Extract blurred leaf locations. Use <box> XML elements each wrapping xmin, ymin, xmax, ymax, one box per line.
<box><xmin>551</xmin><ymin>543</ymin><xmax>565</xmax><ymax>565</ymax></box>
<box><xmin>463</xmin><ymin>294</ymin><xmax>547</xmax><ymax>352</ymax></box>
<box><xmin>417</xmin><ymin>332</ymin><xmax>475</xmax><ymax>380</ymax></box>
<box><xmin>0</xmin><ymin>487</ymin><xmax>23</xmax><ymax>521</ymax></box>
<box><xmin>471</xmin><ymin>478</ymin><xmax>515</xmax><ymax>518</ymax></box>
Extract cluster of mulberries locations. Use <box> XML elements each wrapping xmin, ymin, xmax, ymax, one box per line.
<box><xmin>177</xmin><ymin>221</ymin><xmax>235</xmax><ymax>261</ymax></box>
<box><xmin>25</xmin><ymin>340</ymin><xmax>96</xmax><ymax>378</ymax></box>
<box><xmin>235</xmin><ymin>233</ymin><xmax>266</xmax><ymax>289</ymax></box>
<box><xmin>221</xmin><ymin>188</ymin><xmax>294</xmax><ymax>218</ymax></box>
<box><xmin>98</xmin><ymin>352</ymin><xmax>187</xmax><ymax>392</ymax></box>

• Work instructions: Starting with the line that has "Extract cluster of", print each remaining line of the listing exactly.

• Solution to this problem:
Extract cluster of mulberries locations. Use <box> XML elements each wrapping xmin, ymin, xmax, ymax, one box per line.
<box><xmin>177</xmin><ymin>221</ymin><xmax>235</xmax><ymax>261</ymax></box>
<box><xmin>25</xmin><ymin>340</ymin><xmax>96</xmax><ymax>378</ymax></box>
<box><xmin>235</xmin><ymin>233</ymin><xmax>266</xmax><ymax>289</ymax></box>
<box><xmin>221</xmin><ymin>188</ymin><xmax>294</xmax><ymax>218</ymax></box>
<box><xmin>98</xmin><ymin>352</ymin><xmax>187</xmax><ymax>392</ymax></box>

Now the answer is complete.